→ EXERCISE DETAILS:
In the entries below, find the line with "[locate] ship superstructure" and the line with "[locate] ceiling fan (one". Reproduce those two lines and every line between them exactly, and nothing more.

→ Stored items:
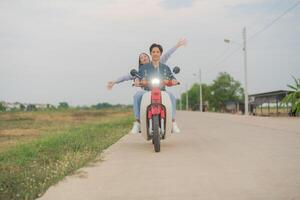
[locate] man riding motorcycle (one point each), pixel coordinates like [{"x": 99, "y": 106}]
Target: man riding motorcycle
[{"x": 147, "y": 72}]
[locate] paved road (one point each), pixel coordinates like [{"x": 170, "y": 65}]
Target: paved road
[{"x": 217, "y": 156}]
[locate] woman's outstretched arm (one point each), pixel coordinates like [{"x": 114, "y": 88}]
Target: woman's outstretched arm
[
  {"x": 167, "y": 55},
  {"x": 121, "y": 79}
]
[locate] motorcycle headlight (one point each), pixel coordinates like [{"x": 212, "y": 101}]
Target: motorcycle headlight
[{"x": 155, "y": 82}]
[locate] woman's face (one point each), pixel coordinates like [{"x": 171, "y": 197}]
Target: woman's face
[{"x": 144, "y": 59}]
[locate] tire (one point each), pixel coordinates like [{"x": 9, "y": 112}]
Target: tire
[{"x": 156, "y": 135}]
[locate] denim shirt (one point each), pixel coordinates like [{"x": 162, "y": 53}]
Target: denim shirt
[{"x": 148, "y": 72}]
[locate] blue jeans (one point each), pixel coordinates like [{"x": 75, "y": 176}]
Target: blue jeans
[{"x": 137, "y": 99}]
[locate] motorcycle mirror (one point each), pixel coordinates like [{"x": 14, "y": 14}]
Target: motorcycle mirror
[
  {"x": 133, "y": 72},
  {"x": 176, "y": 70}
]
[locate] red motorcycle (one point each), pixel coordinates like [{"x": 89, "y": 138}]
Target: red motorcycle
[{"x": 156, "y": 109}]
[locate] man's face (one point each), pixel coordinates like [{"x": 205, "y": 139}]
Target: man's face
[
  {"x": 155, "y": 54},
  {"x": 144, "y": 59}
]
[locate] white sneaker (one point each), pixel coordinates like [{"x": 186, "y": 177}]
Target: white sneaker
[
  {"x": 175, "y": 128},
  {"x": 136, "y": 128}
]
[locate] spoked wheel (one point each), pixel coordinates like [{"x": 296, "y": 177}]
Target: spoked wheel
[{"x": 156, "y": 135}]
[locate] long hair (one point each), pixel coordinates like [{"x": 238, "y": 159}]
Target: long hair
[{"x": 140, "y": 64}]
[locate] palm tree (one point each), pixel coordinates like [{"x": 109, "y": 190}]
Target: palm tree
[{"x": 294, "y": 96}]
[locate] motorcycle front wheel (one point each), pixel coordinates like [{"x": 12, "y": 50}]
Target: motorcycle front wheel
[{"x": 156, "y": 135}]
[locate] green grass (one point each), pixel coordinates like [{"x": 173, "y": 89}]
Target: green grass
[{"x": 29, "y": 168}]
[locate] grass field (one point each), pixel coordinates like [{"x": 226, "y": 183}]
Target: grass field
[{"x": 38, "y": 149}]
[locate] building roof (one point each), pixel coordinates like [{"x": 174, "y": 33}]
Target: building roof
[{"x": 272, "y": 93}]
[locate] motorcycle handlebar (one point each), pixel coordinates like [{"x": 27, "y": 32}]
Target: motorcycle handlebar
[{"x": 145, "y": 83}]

---

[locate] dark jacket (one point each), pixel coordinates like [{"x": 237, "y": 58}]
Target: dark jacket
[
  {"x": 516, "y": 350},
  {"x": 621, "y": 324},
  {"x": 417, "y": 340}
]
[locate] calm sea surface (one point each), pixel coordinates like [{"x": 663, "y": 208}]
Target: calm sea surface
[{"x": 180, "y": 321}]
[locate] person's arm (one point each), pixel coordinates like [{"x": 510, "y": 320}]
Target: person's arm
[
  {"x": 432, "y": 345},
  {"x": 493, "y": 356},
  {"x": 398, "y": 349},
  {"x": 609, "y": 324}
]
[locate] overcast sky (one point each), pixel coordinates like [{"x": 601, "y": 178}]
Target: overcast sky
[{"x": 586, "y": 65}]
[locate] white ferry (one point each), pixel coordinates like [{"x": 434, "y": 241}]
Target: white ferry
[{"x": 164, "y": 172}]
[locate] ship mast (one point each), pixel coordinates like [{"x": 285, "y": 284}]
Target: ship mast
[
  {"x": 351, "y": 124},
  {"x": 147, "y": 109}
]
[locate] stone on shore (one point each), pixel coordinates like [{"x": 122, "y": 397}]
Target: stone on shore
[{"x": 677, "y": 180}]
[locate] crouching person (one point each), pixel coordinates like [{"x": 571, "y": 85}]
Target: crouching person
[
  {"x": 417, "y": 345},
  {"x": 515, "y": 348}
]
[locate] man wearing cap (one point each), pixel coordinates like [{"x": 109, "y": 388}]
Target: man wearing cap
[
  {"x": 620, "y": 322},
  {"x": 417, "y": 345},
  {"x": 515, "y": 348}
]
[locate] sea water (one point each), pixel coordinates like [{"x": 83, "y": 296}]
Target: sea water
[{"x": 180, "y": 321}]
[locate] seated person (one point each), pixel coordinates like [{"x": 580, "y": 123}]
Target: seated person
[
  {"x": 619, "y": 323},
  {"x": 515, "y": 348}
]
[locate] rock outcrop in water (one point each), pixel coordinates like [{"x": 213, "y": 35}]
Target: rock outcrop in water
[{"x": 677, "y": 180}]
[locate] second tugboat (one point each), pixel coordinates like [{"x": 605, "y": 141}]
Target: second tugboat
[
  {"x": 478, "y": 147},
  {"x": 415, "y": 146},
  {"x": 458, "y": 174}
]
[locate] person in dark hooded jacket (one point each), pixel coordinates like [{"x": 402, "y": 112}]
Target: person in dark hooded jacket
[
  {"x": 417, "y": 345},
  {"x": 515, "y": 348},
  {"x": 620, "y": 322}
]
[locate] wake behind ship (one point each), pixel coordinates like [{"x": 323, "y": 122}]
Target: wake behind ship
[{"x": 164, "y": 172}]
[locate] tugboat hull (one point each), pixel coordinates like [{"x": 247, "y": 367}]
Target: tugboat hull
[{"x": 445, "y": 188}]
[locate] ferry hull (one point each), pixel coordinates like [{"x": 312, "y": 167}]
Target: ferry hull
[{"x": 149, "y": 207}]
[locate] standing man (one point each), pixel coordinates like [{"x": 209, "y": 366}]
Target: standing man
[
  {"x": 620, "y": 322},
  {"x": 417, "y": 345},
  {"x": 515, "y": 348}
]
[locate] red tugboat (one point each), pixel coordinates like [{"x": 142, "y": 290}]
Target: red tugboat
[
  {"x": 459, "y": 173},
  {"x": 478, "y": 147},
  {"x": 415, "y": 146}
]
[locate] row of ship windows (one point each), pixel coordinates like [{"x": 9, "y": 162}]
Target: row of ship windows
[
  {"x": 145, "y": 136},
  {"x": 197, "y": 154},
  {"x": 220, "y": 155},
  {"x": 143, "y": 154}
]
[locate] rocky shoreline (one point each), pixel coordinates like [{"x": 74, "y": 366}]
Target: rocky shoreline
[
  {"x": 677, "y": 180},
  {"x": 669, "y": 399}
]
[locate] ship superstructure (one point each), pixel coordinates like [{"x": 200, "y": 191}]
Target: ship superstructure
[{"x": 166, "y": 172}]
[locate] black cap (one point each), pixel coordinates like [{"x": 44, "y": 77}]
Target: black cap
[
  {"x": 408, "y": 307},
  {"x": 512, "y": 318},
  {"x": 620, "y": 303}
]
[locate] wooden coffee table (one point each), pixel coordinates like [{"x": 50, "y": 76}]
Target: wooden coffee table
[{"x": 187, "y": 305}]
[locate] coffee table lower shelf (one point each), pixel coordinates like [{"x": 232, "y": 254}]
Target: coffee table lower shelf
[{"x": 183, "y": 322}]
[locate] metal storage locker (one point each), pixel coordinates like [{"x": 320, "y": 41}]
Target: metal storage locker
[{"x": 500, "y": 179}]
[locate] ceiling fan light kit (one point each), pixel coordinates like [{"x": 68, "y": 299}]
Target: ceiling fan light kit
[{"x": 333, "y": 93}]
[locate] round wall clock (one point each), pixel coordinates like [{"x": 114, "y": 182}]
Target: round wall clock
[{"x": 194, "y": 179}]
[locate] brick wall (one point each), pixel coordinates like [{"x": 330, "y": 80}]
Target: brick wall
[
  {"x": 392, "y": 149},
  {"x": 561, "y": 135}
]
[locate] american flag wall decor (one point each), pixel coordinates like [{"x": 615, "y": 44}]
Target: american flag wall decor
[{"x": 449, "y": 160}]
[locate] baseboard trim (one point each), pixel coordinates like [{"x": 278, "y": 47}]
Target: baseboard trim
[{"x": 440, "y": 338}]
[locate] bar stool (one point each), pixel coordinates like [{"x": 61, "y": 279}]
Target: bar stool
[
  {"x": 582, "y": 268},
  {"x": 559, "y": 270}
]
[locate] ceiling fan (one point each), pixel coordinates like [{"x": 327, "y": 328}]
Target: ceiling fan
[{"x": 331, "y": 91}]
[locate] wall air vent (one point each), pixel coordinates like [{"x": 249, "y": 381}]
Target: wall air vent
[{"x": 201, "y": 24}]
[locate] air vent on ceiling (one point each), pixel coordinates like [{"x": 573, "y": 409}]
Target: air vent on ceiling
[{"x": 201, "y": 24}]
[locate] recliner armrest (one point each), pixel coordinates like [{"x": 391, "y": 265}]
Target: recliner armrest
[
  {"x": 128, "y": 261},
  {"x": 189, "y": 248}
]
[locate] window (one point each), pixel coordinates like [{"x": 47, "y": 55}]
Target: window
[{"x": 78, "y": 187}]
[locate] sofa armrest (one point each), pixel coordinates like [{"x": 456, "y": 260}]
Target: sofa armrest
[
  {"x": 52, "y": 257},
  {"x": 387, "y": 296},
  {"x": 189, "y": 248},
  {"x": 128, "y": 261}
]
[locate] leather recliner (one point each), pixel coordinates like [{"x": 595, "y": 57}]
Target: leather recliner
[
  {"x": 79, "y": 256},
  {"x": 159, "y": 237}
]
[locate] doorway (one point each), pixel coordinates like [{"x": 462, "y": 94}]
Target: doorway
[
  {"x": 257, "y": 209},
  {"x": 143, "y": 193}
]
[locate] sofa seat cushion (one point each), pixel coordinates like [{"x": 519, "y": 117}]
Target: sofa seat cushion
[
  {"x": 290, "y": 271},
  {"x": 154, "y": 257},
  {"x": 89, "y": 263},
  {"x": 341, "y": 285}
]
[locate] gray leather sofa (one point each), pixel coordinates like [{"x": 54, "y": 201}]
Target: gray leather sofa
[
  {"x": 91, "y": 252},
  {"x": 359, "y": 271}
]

--

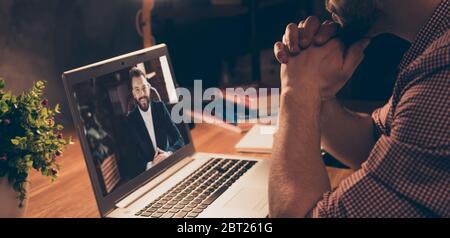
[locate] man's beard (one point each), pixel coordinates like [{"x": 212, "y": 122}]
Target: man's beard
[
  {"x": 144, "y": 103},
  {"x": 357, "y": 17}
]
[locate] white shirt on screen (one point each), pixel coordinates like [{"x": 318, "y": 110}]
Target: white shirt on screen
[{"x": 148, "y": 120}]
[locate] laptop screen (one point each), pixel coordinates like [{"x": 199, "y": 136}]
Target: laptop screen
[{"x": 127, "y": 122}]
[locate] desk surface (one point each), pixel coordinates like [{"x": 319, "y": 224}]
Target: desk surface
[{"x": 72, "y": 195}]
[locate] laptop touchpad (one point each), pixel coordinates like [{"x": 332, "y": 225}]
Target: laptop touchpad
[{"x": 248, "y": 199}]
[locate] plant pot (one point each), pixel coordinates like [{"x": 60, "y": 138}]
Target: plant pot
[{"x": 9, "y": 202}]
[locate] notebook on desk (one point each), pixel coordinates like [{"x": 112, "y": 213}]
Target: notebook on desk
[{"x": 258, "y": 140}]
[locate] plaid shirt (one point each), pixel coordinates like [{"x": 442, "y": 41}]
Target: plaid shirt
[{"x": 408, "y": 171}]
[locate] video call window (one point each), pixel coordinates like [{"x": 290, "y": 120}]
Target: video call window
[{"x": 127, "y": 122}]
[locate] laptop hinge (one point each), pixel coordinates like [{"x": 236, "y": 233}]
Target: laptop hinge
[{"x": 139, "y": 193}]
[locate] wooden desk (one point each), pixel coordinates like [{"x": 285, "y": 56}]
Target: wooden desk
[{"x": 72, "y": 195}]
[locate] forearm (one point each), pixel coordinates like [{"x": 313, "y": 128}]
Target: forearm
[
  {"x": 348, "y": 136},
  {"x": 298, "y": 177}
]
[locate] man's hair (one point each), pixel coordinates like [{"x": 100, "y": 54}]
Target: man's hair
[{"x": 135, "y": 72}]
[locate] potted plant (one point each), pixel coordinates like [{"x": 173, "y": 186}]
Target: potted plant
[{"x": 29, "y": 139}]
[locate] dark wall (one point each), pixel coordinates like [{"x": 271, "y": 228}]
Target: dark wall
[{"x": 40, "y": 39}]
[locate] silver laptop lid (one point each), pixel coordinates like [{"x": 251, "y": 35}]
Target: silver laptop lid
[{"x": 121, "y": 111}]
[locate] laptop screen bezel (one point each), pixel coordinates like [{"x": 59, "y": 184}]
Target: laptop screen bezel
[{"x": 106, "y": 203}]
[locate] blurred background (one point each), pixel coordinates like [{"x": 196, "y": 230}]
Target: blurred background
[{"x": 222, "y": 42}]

→ ANSWER SPACE:
[locate] ship superstructure (one point each), pixel coordinates like [{"x": 200, "y": 191}]
Target: ship superstructure
[{"x": 166, "y": 172}]
[locate] black cap (one point each), pixel coordinates like [{"x": 44, "y": 77}]
Target: black cap
[
  {"x": 408, "y": 307},
  {"x": 512, "y": 318},
  {"x": 620, "y": 303}
]
[locate] wooden coffee table (one point each), pixel coordinates like [{"x": 50, "y": 76}]
Target: wooden coffee table
[{"x": 187, "y": 305}]
[locate] coffee table lower shelf (one point each), pixel coordinates like [{"x": 232, "y": 254}]
Target: coffee table lower shelf
[{"x": 183, "y": 322}]
[locate] metal storage locker (one point each), pixel coordinates like [{"x": 320, "y": 41}]
Target: metal storage locker
[{"x": 500, "y": 179}]
[locate] ceiling fan light kit (one point each), pixel coordinates like [{"x": 68, "y": 299}]
Target: ceiling fan light kit
[{"x": 333, "y": 93}]
[locate] round wall clock (one point each), pixel coordinates like [{"x": 114, "y": 182}]
Target: round wall clock
[{"x": 194, "y": 179}]
[locate] brick wall (one point each), pixel coordinates like [{"x": 330, "y": 80}]
Target: brick wall
[
  {"x": 392, "y": 149},
  {"x": 561, "y": 135}
]
[locate] american flag wall decor (one point each), pixel coordinates like [{"x": 615, "y": 44}]
Target: american flag wall decor
[{"x": 449, "y": 160}]
[locate] baseboard trim (one point each), pixel coordinates like [{"x": 278, "y": 47}]
Target: baseboard trim
[{"x": 440, "y": 338}]
[locate] bar stool (one point each), pixel coordinates like [{"x": 61, "y": 279}]
Target: bar stool
[
  {"x": 582, "y": 268},
  {"x": 559, "y": 270}
]
[locate] ceiling fan (one point each), pixel coordinates like [{"x": 327, "y": 328}]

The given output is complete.